* [EXERCISE REQUIREMENTS] Word for word, the records below are to be set down again.

* [RECORDS FOR THE TASK]
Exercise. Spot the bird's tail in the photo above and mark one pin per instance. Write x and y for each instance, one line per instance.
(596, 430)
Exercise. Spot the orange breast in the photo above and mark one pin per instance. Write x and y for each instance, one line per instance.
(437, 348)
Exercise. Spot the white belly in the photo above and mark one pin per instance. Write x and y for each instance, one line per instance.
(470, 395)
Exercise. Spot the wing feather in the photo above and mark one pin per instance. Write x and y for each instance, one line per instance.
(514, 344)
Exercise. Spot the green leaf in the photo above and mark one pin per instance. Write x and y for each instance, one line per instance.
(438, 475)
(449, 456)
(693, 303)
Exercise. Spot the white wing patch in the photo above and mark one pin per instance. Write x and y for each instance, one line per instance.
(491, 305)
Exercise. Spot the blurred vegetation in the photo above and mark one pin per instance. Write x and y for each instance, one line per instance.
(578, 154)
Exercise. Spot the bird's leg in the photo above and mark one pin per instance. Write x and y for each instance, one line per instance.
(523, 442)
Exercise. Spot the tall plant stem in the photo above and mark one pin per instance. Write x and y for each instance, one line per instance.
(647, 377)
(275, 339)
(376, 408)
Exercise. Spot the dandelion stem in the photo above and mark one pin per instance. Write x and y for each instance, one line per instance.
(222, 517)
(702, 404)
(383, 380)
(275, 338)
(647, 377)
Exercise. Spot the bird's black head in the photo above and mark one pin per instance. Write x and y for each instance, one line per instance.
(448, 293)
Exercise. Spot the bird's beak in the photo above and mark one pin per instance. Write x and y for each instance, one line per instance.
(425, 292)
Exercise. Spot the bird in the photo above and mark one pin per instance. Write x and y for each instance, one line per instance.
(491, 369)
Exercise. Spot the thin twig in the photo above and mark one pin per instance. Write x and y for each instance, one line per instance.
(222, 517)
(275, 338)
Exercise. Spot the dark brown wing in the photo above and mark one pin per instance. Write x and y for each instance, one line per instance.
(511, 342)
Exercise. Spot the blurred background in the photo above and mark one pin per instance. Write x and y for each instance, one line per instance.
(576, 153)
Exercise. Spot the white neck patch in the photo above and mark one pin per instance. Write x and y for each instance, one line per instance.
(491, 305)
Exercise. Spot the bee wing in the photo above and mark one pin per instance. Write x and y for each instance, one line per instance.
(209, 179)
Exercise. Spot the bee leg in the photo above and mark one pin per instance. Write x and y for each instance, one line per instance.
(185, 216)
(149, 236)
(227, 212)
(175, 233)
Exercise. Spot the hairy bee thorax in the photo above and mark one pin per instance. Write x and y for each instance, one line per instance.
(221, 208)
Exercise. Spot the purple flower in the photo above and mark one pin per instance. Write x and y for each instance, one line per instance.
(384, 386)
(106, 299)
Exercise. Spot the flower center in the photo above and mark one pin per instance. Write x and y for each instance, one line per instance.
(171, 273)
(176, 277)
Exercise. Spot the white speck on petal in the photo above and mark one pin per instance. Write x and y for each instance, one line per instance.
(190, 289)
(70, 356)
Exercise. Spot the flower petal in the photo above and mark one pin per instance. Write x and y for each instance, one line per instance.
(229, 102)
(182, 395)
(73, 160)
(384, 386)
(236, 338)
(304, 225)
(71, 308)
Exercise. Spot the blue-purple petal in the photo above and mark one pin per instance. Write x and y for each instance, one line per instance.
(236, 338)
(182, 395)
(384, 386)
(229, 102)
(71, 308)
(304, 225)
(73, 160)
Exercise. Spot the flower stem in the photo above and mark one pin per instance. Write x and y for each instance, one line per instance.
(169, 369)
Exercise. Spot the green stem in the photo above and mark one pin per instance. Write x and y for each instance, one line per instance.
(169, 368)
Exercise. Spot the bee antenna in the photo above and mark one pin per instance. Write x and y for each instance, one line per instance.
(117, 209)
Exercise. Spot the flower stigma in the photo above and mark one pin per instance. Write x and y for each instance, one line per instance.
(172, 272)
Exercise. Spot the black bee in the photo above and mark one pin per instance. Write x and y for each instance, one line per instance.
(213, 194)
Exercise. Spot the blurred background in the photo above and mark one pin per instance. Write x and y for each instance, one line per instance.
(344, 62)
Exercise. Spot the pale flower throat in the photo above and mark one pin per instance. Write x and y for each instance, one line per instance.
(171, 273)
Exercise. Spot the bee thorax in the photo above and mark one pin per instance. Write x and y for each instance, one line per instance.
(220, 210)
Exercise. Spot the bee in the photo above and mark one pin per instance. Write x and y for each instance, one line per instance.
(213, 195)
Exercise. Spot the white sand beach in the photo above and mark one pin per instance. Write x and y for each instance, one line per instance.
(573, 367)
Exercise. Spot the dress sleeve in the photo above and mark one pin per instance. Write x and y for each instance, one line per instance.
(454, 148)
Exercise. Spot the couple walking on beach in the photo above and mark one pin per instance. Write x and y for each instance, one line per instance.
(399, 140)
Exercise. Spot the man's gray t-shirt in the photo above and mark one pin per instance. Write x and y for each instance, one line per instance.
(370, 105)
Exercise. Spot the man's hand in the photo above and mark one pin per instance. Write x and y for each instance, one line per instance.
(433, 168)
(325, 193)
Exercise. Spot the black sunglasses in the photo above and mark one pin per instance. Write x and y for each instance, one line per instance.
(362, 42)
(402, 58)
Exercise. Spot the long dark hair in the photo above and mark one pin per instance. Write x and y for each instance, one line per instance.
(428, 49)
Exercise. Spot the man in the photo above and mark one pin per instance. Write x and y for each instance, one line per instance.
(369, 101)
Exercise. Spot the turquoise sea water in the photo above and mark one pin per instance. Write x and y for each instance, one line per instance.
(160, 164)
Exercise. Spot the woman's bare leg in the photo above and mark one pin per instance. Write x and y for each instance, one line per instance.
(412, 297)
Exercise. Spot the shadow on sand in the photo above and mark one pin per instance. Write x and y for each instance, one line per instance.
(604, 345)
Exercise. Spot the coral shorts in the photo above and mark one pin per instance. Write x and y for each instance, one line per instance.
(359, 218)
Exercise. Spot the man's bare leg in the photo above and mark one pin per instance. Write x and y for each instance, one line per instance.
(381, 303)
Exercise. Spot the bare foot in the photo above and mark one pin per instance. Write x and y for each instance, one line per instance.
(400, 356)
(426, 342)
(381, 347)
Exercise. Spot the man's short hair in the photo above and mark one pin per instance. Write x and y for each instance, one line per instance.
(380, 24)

* [COMPLETED TASK]
Exercise. Spot the bird's tail in the photo above and mark one pin per instance. Write x and y for each instance, one line per instance.
(596, 430)
Exercise. Spot the orange breast in the photo above and mark one pin per instance. Write x and y for each instance, one line per instance.
(437, 348)
Exercise. Spot the white belly in the photo above and mark one pin per instance. Write x and y for each instance, one line per instance.
(470, 395)
Exercise. Spot the wing feather in the photo above and mark one pin per instance. Write x and y for each instance, one line per instance.
(514, 344)
Exercise. Spot the green leaf in the photo above and mark one pin per instance. Write x and y for each instance, one line per instance.
(438, 475)
(449, 456)
(693, 303)
Exercise. Spot the white wing patch in the photo above and mark one pin per instance. Write x and y for each instance, one line per instance.
(491, 305)
Exercise. Spot the blurred vegetation in the photo above and mark one pin per instance. Write x and y for each instance, one line per instance.
(578, 154)
Exercise. Spot the bird's leg in the photo above and mark one pin per instance. Write x and y for each instance, one line per instance.
(523, 442)
Exercise. Spot the tall plant stem in the photo above and mark one pin per instance. Write x and y for each instance, one line per instance.
(647, 377)
(275, 339)
(376, 408)
Exercise. Spot the dandelion stem in the photo above and mark one pin per instance. Write x and y for each instance, one line per instance.
(222, 517)
(702, 404)
(383, 380)
(275, 338)
(647, 377)
Exercise. Spot the bird's black head in the photo above and mark one pin per instance. Write x and y for each instance, one line per instance.
(448, 293)
Exercise. Spot the bird's beak in the photo above and mark one pin per instance. Write x and y for each instance, one line per instance.
(425, 292)
Exercise. Spot the bird in the photo above and mark one pin per instance. Write x and y for each instance, one line per instance.
(491, 369)
Exercise. Spot the thin twig in the photo above and mark one pin per instance. Write x and y for each instance, one line per instance.
(222, 517)
(275, 338)
Exercise. Spot the dark brown wing in the photo above and mark one pin per instance. Write x and y for each instance, one line per instance.
(511, 342)
Exercise. Spot the blurred background in the photo above and mark one pin per instance. Write x and y for each instance, one line per instance.
(576, 153)
Exercise. Spot the white neck patch in the photo above and mark one pin per instance. Write x and y for each instance, one line per instance.
(491, 305)
Exercise. Spot the bee wing in the photo above and mark one pin per instance. Write x and y for each instance, one line per instance.
(209, 179)
Exercise. Spot the bee leg in the photo above and mark one pin per instance. Write x and y for each instance, one line per instance.
(185, 216)
(149, 236)
(227, 212)
(175, 233)
Exercise. Spot the hairy bee thorax in the photo above and mark one pin per instance. Write x and y for each instance, one line per instance.
(221, 208)
Exercise. Spot the purple flower in the photo above and mark one pin per instance. Write x and y for each instance, one line per instance.
(384, 386)
(106, 299)
Exercise. Spot the flower center in the photo above and mark one pin per instance. Write x and y for each instance, one line per instance.
(171, 273)
(176, 277)
Exercise. Spot the white speck on petal in the photo above and mark one pin per instance. Write x and y for each instance, one line per instance.
(190, 289)
(70, 356)
Exercise. Spot the flower petal in the photo above and mark one pin per instance. Write x and y for each instance, one line per instance.
(229, 102)
(182, 395)
(73, 160)
(384, 386)
(236, 338)
(304, 225)
(71, 308)
Exercise. Spot the blue-purple petal in the photo above and mark one pin per instance. Write x and y for each instance, one line per instance.
(236, 338)
(182, 395)
(384, 386)
(229, 102)
(71, 308)
(304, 225)
(73, 160)
Exercise. Spot the flower stem in the photo above and mark one pin per instance. Write x and y for each instance, one line per instance.
(169, 369)
Exercise. Spot the green stem in the photo above and mark one pin per instance. Write x and y for each instance, one line per instance.
(169, 368)
Exercise. Spot the bee antenna in the photo above and mark one pin per instance. Write x and y for each instance, one line per instance.
(117, 209)
Exercise. Spot the flower stigma in the photo above and mark one pin per instance. Write x and y for each instance, one line per instance.
(172, 272)
Exercise. Spot the black bee in the photo above and mark one pin per instance. Write x and y for each instance, one line per instance.
(213, 194)
Exercise. Spot the blurred background in the photo above and mark one pin per instance. Write x and y for each instance, one line per instance.
(344, 62)
Exercise. Spot the pale flower throat in the photo above and mark one pin per instance. Write x and y for each instance, one line per instance.
(171, 273)
Exercise. Spot the bee thorax in the photo above and mark one pin per instance. Write x and y for each instance, one line per instance.
(220, 210)
Exercise. Spot the bee in the photo above and mark one pin per instance. Write x and y for each instance, one line per instance.
(213, 195)
Exercise. Spot the white sand beach in the photo above and mark one pin per instance. Write x and y for each instance, one line per instance.
(573, 367)
Exercise. Spot the dress sleeve in the photo above and mark one pin per instance. Write x and y for each instance, one line per instance.
(454, 148)
Exercise. Spot the couple walking on beach in the photo above and mark one pin per instance. Write x and y for each instance, one line per instance.
(399, 140)
Exercise. Spot the man's gray t-shirt in the photo above and mark one pin per instance. Write x and y for each instance, one line per instance.
(370, 105)
Exercise. Spot the man's hand in the photo above and mark one pin per instance. Write x and y for each instance, one line per instance.
(433, 168)
(325, 193)
Exercise. Spot the black sunglasses in the photo above and mark one pin per instance. Write x and y for each instance, one line per instance.
(362, 42)
(402, 58)
Exercise. Spot the long dark hair in the photo above and mark one pin per instance. Write x and y for each instance, one line per instance.
(428, 49)
Exercise. Spot the man in the photo above and mark one pin per instance. Write x and y for each instance, one line per instance.
(369, 101)
Exercise. Spot the turquoise sea water in the photo above and mark one pin per instance. Write x and y for each instance, one line per instance.
(160, 164)
Exercise. Spot the woman's bare leg in the photo above and mark one pin per instance. Write x and y for each instance, one line per instance.
(412, 297)
Exercise. Spot the shadow on sand in the photo above and mark one pin per instance. Write x and y for each instance, one line per instance.
(604, 345)
Exercise. Spot the coral shorts in the photo above and mark one pin per instance. Write x and y for each instance, one line per instance.
(359, 218)
Exercise. Spot the man's bare leg in the photo above and mark one pin per instance. Write x and y for each instance, one line per instance.
(381, 303)
Exercise. Spot the bare foot in the photo above and mark one pin per instance. Write x and y for each instance, one line per instance.
(400, 356)
(426, 342)
(381, 347)
Exercise. Spot the man's short hair in the photo above and mark one pin per instance. Write x and y for each instance, one line per instance.
(380, 24)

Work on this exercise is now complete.